Copy every entry word for word, but skip the pictures.
=-=-=-=-=
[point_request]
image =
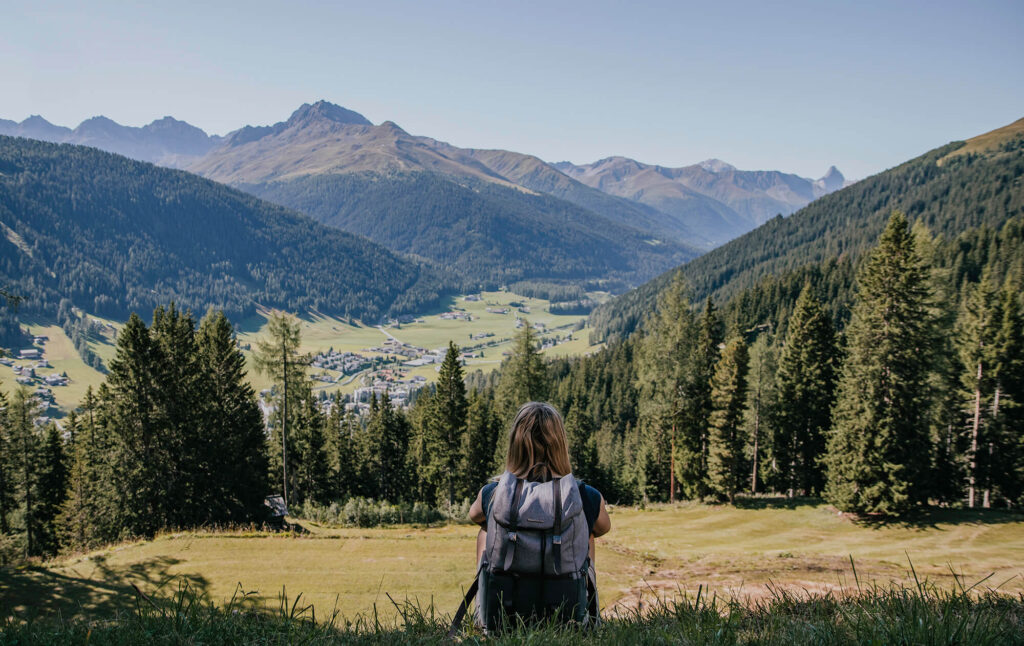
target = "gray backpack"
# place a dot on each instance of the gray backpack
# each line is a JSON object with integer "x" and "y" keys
{"x": 537, "y": 560}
=-=-=-=-=
### Exercise solution
[point_request]
image =
target = "gray backpack"
# place a dot on each instance of the gray backpack
# each line is a JSON object with integer "x" and "y" keys
{"x": 537, "y": 560}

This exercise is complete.